What the task requires: The data below needs to be returned exactly, line for line.

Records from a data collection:
----

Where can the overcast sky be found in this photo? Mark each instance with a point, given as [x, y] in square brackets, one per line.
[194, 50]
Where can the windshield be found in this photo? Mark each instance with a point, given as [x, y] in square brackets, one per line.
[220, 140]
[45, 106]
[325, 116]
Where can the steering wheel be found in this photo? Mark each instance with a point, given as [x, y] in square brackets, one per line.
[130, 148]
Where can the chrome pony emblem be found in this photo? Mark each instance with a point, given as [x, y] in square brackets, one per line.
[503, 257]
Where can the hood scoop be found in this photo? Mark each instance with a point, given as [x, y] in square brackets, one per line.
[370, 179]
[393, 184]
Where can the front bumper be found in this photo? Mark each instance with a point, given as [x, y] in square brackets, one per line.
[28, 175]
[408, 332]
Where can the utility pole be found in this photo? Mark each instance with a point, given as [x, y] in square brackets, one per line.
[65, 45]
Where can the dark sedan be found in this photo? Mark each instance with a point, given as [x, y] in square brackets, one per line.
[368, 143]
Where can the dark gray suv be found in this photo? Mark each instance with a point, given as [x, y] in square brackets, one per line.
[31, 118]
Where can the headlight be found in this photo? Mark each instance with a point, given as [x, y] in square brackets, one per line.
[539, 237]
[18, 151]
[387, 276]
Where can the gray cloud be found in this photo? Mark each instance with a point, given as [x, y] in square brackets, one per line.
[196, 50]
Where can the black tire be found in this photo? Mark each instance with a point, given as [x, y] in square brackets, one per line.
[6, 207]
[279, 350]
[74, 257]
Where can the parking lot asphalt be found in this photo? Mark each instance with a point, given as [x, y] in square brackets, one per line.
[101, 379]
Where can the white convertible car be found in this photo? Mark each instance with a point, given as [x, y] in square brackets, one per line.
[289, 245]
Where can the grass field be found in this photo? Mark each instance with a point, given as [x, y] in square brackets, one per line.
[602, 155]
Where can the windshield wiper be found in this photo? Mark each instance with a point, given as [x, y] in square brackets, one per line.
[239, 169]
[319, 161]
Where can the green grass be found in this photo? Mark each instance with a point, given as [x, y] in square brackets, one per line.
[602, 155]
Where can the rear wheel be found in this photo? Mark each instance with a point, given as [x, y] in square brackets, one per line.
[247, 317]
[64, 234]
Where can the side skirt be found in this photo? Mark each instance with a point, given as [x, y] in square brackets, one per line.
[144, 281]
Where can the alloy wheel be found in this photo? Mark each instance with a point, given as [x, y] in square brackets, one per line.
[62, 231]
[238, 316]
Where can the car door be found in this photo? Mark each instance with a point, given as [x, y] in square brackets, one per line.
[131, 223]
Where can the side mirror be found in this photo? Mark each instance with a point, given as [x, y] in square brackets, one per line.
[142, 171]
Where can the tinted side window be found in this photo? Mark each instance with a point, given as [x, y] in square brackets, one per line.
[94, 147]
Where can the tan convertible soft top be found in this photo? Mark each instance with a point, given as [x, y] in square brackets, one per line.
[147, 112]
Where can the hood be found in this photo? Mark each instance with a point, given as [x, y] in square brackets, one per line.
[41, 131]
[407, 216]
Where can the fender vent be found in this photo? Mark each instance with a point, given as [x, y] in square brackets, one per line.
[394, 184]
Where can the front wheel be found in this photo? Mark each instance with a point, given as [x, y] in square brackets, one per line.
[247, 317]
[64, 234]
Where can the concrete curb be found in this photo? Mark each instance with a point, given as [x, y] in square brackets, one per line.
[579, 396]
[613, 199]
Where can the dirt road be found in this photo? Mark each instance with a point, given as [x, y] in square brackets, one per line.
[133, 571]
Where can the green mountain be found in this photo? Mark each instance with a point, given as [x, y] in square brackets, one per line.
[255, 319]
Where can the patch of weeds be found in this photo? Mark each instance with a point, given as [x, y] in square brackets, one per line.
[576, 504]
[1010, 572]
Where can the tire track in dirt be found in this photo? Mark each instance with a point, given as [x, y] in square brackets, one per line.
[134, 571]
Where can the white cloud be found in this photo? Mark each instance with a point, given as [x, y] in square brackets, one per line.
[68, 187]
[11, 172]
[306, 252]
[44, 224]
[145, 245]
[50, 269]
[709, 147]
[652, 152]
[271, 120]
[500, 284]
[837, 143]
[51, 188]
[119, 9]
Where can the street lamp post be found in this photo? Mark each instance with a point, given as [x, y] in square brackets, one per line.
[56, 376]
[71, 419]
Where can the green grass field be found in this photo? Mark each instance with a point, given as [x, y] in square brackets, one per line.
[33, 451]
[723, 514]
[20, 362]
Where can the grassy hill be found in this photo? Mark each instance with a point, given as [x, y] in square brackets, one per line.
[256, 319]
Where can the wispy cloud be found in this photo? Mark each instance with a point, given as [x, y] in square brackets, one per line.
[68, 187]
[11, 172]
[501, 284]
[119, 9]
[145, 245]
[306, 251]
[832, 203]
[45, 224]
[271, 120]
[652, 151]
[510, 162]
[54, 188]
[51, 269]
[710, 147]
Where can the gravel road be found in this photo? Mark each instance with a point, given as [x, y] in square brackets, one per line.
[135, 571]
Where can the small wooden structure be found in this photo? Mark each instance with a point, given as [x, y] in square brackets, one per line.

----

Response area:
Where can the overcast sky be found in this photo? Mark each instance with a point, given as [x, y] in square brackets, one per line.
[194, 50]
Where can the windshield be found in this photo? Mark each instance with a point, given as [x, y] in square brackets, one per line.
[220, 140]
[45, 106]
[325, 116]
Where can the steering wheel be found in this photo? Mark each instance with a point, given as [x, y] in square brackets, one per line.
[130, 148]
Where can the chrome pony emblem be found in this photo? Mark each instance with a point, given as [x, y] in square brackets, one per line.
[503, 257]
Where can the hood scoop be found in this photo? Mark each instance with a point, given as [x, y] in square brackets, one per line.
[370, 179]
[393, 184]
Where can the front bumper be found in this photo? Mark each instance with a point, given as [x, y] in square brackets, one per line.
[28, 175]
[408, 332]
Where can the utility pole be found in this photo? Mark each instance with a point, given as [x, y] in square brackets, one per line.
[65, 45]
Where can the dark sedan be found in this photo? Mark each instance with a point, given as [x, y] in square brackets, one per line.
[368, 143]
Where can the dark gray suv be found in this photo? Mark each instance with a point, given as [x, y] in square brackets, one per line.
[31, 118]
Where can the headlight be found in this photo? Mark each instance with a point, given as [x, y] in square brackets, one per line.
[539, 237]
[18, 151]
[387, 276]
Where can the gray cloud be found in this photo? Mark each instance with a point, given as [x, y] in square brackets, one per line.
[196, 50]
Where can the black tire be found in this photo? Mark each instance with a point, given as [x, y] in square brackets, one per line.
[6, 207]
[279, 350]
[74, 257]
Where can the parking lot asphalt be found in this photo? Mark each instance with a point, given as [x, y] in square brackets, one per line.
[101, 379]
Where can the white convertible car be found in this photo? Mark each instance with a point, given as [x, y] in square brackets, one per line.
[289, 245]
Where can the grass field be found in this photo? Mark each instance with a point, given as [x, y] in square brackets, one per line.
[602, 155]
Where can the windshield wiper be found in this photo? Mark each instance with a point, given as [x, y] in square brackets, one per line.
[239, 169]
[319, 161]
Where can the green grass be found in this photo? Mark each instance with a point, given as [x, y] in square brackets, one per line.
[602, 155]
Where can the rear wheel be found in this photo? Mark each instance with a point, given as [x, y] in square brackets, one per line.
[247, 317]
[64, 234]
Where can the side skirt be found in this photo? Mark each instance with a point, given as [x, y] in square brackets, one per line.
[144, 281]
Where can the alloy wheel be found in this photo? Mark each instance with a point, given as [x, y] in square brackets, one per line.
[62, 231]
[238, 316]
Where can the car door be found in this photo? Mark each instance with a point, given as [x, y] in square brackets, one per line.
[131, 223]
Where can the side mirror be found in this photo? Mark each instance with a point, given as [x, y] in square brackets, one per line.
[142, 171]
Where can the tinted side window be found in this photo? Mark each instance with a point, given as [x, y] in square brackets, one per line.
[94, 147]
Where can the tan convertible soft top be found in this photo? Mark each instance with a point, given as [x, y] in square brackets, one per line.
[147, 112]
Where can the hood be found in this photo? Mark each instance with a point, given as [x, y] in square brackets, one per line.
[41, 131]
[407, 216]
Where can the fender vent be found in this photo? Mark each instance with a point, given as [x, y] in square brackets, one per line.
[394, 184]
Where can the front wheel be found in this photo? Mark each instance with a point, given as [x, y] in square brackets, one per line.
[247, 317]
[64, 234]
Where can the concrete curb be found in this photo? Mark each instance with a point, given as [x, y] in square brackets, one per line.
[579, 396]
[613, 199]
Where can the dirt road be found in this photo? Mark each instance with a point, given as [x, y] in square brackets, one per line.
[133, 571]
Where can the green mountain be found in this photo? Mark each instance with a point, given as [x, y] in square brackets, one per line.
[255, 319]
Where can the patch of weeds be found in this photo? Mark each instance with a point, given as [x, y] in square brackets, one per line.
[576, 504]
[1010, 572]
Where can the tire track in dirt be found in this photo? Mark each instance with a point, given as [x, y] in square brackets, one per line.
[134, 571]
Where can the white cloud be found in this photo? Mark each instance with a point, given as [x, y] in square brackets, one per line.
[68, 187]
[11, 172]
[306, 252]
[44, 224]
[145, 245]
[50, 269]
[709, 147]
[652, 152]
[271, 120]
[500, 284]
[837, 143]
[51, 188]
[119, 9]
Where can the street lamp post be found in this photo? Mark each instance with a point, given as [x, y] in square brackets, one per line.
[56, 376]
[71, 419]
Where can the green grass field be found in this photo? Mark each instance with a point, given as [x, y] in square brackets, one per line.
[33, 451]
[723, 514]
[20, 362]
Where can the grassy hill be found in this photo? Mark each instance with a point, given as [x, y] in square brackets, one per line.
[256, 319]
Where can the wispy cloud be found in this photo? Mark each instance with a point, given as [x, y] in square brackets, one per line.
[68, 187]
[11, 172]
[501, 284]
[119, 9]
[145, 245]
[306, 251]
[832, 203]
[45, 224]
[271, 120]
[652, 151]
[510, 162]
[54, 188]
[51, 269]
[710, 147]
Where can the gravel road be found in this photo? Mark each instance with a point, given as [x, y] in square brackets, one per line.
[135, 571]
Where can the small wooden structure be found in this photo? Mark each instance with a point, given as [x, y] in square brackets, one per line.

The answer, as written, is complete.